> Extract provided:

•••••

Christmas has already whizzed by us and we are all well on our way into the new year, 2008. However, on this Epiphany Sunday, before the season completely vanishes into our individual archives of memory, I wanted to share a very interesting and profound scriptural meditation from the great 20th century Swiss priest and theologian, Hans Urs von Balthasar.
Lately I have been richly rewarded by starting off each day reading from his posthumously-collected series of scriptural reflections, You Have Words of Eternal Life. Each short reflection takes a brief phrase directly from scripture -- such as the title phrase -- and goes off from it in fascinating, and very often quite unexpected, directions. These were among the last writings he was working on just before he died, and the sense you get as you read them is of a wise old theologian/priest sharing with you the various and valuable fruits of a lifetime of thinking, praying and studying the scriptures. This experience, I am convinced, is the reason that each meditation seems to provide me with an angle on a familiar passage of scripture I had never considered before. The collection is a wonderful blessing from one of the most important and gifted theologians of our time.

•••••

> Records shown:
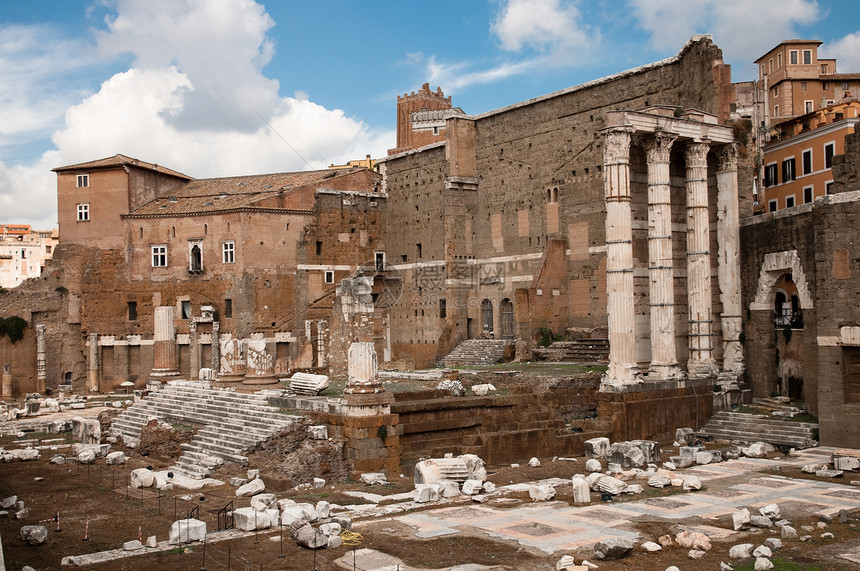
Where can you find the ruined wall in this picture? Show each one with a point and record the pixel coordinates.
(538, 168)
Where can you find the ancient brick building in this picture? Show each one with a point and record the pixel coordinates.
(801, 319)
(544, 213)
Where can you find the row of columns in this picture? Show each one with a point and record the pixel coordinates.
(623, 366)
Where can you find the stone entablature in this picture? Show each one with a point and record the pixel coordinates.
(658, 129)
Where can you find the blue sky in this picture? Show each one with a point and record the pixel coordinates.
(216, 87)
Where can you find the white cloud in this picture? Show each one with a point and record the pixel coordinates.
(192, 101)
(846, 50)
(537, 34)
(744, 30)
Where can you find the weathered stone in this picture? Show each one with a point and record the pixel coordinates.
(693, 540)
(613, 548)
(541, 492)
(87, 430)
(249, 519)
(141, 478)
(581, 490)
(262, 502)
(34, 534)
(741, 519)
(762, 551)
(371, 478)
(692, 483)
(252, 488)
(597, 447)
(741, 551)
(186, 530)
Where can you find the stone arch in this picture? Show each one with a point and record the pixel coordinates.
(772, 269)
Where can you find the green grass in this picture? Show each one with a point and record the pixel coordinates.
(779, 564)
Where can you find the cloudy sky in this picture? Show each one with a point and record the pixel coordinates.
(228, 87)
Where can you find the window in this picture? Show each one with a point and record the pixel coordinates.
(829, 150)
(228, 252)
(195, 256)
(770, 174)
(159, 256)
(788, 170)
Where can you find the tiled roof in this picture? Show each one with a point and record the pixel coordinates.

•••••

> Tasks:
(a) What is the title of the collection of scriptural reflections the writer reads at the start of each day, according to the von Balthasar passage?
(b) Pick up the von Balthasar passage after its final sentence and keep writing it.

> Answers to the exercise:
(a) You Have Words of Eternal Life.

(b)
I read this one only a few days ago, but then realized it would work very well as a meditation before/during the Christmas season (which, according to the Church, we are still very much in the midst of, even though the stores and homes have all packed away their decorations and lights for another year!). I thought it would be worth sharing on this blog, and as I do so, I wish everyone a blessed New Year -- one that brings with it new and exciting encounters with Jesus, our Emmanuel ("God with us").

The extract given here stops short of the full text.